PROBLEM SET:
1. Write out the passage on crop science word for word, everything from "Editor’s Note: Nigel" down to "and seeds organisation.".
2. In the passage on crop science, what new fund does the SSA report call for?

DOCUMENT SECTION:
[Start of section]

And yet the SSA report points out that a lack of long-term strategic funding to transfer early-stage genetic discoveries from lab to field to farm remains the one of the most significant barriers to future productivity gains, and that opportunities to exploit major advances in our understanding of plant science are being lost.
It seems a strange policy that prioritizes taxpayer R&D investment in precision farming projects such as robotic harvesters, vertical farms and AI by more than 20 times the funding equivalent to be spent on crop genetic innovation. While these agri-tech innovations are vitally important in driving efficiency improvements at the individual farm level, those efficiency gains appear to be very small compared to the productivity gap that is shown to appear if we fail to support speeding up gains in genetic potential.
That is why the SSA report explicitly calls for a new, long-term Crop Genetic Innovation Research Fund (CGIRF) to bridge this long-recognised gap in R&D investment.
Consumer research commissioned by Science for Sustainable Agriculture has also revealed a surprising lack of awareness among British shoppers about where their food comes from, and how much scientific innovation goes into its development and production.
For example, consumers were very surprised to discover that the ‘natural’ versions of everyday foods such as sweetcorn, carrots and bananas are almost unrecognisable (and inedible) compared to their modern equivalents, and that human intervention enhanced by science-based innovation has underpinned these transformations.
Similarly, very few were aware that none of the familiar food crops grown on British farms are native to this country. With the exception of bananas and oranges, most respondents assumed that food crops such as wheat, barley, oats, sugar beet and potatoes are all native to Britain.
In fact, all the food crops grown on British farms originated in other parts of the world, e.g., wheat, barley and oats from the Middle East, potatoes from South America, and sugar beet from central Europe. All have been adapted to our growing conditions and markets by the most amazing scientific intervention and human ingenuity, and many of the food crops grown today bear only a passing resemblance to their ‘wild’ or ‘natural’ versions.
Research such as this raises questions about how to interpret current public discussions around issues such as precision breeding, when most consumers appear unaware of the level of scientific intervention and genetic change which has already gone into the development of our everyday foods.
Above all, it highlights the need for a better conversation about the role of science in food and agriculture. More effective communication, delivered by trusted sources, using the right language and terminology, will be absolutely critical.
The future for sustainable agriculture does not lie in turning back the clock, as some would have us believe, but in embracing innovative solutions, applying scientific data and evidence, and combining innovation with established best practice and knowledge from a range of farming systems.
Science for Sustainable Agriculture is keen to promote a conversation rooted in scientific evidence. We all have to open our minds to questions that can be uncomfortable and challenge our ideas and beliefs but when guided by measurable evidence provided by independent scientists, we have the best chance of feeding an increasingly hungry, warming planet in the most sustainable way.
Editor’s Note: Nigel Moore is a member of the Science for Sustainable Agriculture advisory group. He is a plant scientist with formal education in plant physiology, genetics, and agronomy. He has worked in private sector plant breeding research and seeds for over 35 years. Nigel is employed by the seed company KWS heading their global food ingredients activity . He is a former chair of the British Society of Plant Breeders (BSPB) and past President of Euroseeds, the European plant breeding and seeds organisation.

[End of section]

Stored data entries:
[Start of section]

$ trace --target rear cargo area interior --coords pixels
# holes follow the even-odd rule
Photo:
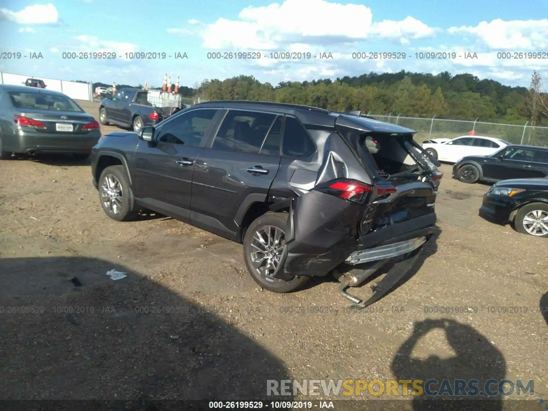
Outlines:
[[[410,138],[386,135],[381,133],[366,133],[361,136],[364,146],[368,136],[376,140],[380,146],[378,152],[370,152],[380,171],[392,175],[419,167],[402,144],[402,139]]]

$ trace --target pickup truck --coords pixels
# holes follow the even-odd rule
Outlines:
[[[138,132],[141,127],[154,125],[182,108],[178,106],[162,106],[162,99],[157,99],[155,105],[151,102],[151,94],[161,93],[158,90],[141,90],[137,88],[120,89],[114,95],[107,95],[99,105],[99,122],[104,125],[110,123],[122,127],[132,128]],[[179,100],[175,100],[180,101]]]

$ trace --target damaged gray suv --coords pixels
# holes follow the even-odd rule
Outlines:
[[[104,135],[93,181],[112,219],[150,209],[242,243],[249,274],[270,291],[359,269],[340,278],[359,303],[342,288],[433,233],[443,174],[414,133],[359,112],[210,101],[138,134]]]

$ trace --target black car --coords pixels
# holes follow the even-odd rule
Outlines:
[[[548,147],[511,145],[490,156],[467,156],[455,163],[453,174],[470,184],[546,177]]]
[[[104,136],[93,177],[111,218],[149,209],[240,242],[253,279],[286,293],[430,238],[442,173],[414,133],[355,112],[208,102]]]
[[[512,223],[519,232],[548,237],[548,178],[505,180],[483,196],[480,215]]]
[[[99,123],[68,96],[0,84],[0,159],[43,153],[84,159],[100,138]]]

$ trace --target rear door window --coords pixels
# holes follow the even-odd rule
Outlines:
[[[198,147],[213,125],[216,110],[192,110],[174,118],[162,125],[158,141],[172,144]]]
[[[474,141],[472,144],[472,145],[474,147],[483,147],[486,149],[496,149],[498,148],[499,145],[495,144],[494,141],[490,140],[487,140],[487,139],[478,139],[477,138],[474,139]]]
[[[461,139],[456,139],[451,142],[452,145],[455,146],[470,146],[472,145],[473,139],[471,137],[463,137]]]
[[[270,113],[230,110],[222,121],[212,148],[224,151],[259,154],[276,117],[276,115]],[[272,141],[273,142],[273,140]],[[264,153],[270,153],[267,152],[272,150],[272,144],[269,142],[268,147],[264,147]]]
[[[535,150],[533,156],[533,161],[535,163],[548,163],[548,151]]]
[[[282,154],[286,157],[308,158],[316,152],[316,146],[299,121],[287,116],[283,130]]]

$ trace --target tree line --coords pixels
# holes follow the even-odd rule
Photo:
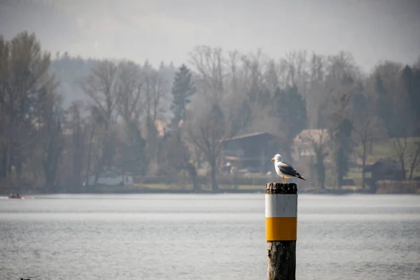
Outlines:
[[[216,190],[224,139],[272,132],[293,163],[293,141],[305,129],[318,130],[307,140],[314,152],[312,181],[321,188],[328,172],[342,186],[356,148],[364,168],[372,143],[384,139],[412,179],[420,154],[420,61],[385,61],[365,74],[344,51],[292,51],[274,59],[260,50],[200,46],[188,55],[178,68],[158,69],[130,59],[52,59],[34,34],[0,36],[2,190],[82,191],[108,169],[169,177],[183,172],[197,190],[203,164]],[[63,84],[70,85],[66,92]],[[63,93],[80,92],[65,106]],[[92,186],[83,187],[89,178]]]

[End of section]
[Start of section]

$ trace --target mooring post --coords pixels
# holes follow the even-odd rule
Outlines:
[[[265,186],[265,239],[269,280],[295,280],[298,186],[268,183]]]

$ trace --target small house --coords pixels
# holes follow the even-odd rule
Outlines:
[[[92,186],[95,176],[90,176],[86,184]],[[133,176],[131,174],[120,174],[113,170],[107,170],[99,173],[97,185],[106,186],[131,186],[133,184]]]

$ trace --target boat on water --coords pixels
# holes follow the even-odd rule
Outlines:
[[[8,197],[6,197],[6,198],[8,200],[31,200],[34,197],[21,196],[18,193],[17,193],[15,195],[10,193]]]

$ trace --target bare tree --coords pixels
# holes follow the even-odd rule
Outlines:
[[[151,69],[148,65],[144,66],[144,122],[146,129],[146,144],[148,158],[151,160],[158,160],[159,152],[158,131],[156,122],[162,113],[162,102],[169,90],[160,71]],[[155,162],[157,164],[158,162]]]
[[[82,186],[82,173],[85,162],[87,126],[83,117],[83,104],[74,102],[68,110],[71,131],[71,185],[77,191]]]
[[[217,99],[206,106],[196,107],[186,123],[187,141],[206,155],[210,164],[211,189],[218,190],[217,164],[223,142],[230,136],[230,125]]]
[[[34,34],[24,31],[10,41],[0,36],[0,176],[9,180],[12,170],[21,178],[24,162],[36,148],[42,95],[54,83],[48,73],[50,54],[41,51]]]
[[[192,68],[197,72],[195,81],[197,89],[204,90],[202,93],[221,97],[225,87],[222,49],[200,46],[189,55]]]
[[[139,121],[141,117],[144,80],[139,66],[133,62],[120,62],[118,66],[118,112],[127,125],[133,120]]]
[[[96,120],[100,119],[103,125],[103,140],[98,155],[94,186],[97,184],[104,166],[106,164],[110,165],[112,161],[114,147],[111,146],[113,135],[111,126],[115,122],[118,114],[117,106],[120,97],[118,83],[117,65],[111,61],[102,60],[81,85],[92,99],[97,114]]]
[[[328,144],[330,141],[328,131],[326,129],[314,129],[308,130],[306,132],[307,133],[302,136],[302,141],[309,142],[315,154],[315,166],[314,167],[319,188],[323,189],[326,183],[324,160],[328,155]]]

[End of section]
[Start of section]

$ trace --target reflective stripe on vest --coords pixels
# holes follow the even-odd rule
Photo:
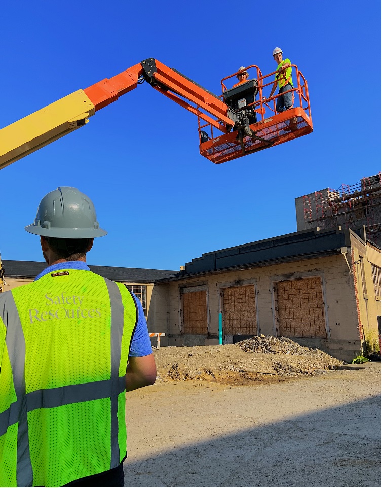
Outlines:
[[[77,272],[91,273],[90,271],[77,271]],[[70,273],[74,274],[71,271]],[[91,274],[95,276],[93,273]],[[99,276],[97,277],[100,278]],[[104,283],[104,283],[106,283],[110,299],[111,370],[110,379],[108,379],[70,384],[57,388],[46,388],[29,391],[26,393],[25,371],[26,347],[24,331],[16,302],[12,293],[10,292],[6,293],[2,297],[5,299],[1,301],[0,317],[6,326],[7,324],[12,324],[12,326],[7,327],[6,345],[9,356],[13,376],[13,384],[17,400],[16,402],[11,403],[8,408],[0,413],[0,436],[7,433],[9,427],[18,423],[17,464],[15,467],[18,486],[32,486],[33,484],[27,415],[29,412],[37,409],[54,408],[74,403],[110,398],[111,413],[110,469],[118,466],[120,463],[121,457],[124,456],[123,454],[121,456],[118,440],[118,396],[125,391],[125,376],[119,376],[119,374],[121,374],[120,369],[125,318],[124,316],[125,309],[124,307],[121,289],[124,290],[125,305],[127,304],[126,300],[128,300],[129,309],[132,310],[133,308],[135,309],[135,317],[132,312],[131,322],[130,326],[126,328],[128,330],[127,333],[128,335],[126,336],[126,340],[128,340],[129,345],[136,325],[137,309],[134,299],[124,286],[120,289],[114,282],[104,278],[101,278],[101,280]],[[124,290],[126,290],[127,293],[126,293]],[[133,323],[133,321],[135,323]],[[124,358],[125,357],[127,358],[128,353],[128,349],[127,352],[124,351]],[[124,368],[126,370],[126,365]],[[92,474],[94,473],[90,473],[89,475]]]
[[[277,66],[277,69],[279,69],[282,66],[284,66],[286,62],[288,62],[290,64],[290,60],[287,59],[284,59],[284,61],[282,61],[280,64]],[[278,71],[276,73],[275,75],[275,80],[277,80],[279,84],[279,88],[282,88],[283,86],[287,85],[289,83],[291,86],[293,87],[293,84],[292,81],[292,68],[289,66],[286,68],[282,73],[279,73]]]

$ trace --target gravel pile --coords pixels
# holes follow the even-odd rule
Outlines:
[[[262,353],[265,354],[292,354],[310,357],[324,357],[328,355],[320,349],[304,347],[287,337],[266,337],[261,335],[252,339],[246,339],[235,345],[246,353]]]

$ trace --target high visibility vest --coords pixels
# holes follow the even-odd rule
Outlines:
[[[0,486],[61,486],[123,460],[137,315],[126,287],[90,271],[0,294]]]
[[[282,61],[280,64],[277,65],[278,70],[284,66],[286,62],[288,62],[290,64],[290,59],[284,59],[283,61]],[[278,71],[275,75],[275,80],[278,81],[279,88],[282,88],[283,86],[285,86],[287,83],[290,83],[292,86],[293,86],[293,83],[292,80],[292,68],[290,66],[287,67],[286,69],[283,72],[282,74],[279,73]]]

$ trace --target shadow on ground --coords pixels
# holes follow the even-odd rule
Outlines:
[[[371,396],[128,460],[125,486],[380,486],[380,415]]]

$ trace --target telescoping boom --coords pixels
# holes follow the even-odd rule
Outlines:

[End of section]

WRITTEN RESPONSES:
1.
Editor’s Note: Nigel Moore is a member of the Science for Sustainable Agriculture advisory group. He is a plant scientist with formal education in plant physiology, genetics, and agronomy. He has worked in private sector plant breeding research and seeds for over 35 years. Nigel is employed by the seed company KWS heading their global food ingredients activity . He is a former chair of the British Society of Plant Breeders (BSPB) and past President of Euroseeds, the European plant breeding and seeds organisation.

2. A new, long-term Crop Genetic Innovation Research Fund (CGIRF).